Datos de anotación por puntos:
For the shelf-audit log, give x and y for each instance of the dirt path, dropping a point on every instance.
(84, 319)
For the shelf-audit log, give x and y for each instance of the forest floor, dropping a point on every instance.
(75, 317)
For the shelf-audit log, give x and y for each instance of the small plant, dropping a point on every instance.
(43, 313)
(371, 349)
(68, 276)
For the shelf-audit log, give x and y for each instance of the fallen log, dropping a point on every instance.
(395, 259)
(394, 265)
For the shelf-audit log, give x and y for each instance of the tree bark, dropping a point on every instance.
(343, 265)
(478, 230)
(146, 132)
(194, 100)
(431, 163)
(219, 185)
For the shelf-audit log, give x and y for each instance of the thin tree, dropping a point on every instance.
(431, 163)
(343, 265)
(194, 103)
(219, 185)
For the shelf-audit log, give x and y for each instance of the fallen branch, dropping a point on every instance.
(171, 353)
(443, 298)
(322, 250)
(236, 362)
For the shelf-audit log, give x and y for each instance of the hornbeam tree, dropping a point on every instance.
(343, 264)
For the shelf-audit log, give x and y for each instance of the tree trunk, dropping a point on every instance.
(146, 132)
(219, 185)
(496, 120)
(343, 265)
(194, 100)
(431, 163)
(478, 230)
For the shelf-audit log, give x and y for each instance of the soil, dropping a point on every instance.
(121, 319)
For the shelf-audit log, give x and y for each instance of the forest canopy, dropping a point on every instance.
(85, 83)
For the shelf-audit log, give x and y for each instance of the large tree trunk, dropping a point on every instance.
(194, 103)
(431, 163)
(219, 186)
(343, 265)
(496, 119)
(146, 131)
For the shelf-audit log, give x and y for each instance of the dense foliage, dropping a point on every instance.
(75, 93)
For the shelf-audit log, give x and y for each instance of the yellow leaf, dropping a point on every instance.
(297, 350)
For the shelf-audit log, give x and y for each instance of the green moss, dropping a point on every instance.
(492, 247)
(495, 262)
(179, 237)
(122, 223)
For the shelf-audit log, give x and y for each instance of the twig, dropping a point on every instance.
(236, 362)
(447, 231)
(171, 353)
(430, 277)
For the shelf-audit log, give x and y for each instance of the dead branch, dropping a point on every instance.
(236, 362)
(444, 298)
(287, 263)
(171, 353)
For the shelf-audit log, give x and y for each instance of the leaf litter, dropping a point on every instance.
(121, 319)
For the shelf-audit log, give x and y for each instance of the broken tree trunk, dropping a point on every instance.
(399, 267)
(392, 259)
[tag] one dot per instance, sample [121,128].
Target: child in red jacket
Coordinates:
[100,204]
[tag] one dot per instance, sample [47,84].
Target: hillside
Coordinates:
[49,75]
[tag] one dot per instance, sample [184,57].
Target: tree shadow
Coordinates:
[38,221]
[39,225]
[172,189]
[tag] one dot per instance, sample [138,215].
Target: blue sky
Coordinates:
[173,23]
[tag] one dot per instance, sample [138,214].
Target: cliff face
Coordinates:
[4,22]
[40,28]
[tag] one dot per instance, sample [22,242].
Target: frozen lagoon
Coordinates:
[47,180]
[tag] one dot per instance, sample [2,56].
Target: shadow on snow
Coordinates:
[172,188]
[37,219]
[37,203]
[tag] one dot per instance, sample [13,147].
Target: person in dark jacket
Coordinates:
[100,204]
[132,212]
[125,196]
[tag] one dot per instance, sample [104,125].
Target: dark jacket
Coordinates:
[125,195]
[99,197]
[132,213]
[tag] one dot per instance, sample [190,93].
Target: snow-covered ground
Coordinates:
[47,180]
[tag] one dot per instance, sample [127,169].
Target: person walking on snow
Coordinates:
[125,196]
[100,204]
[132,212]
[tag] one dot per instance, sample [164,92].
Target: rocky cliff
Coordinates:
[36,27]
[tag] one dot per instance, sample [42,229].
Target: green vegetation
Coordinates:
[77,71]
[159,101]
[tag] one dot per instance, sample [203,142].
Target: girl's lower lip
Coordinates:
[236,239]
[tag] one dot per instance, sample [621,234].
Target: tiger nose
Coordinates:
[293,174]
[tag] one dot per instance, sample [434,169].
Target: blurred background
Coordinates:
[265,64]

PROBLEMA ESCRITO:
Por favor, reescala las filas desde la que contiene "[tag] one dot per instance, sample [42,229]." hasta el final de las filas, ambas incluidas, y devuelve solo esas, con las indicaciones completas. Multiplica por 0,85 cada coordenada de las respuestas y redondea a enteros (las mitades, hacia arriba), sin tocar los números de las indicaciones ni los de sus ejemplos.

RESPUESTA ESCRITA:
[tag] one dot per instance, sample [42,229].
Target: green vegetation
Coordinates:
[65,60]
[135,86]
[tag] one dot per instance, sample [203,142].
Target: girl's lower lip
Coordinates:
[201,203]
[tag] one dot per instance, sample [621,234].
Target: tiger nose
Coordinates:
[249,148]
[tag] one dot per instance, sample [434,169].
Target: blurred background
Coordinates:
[225,54]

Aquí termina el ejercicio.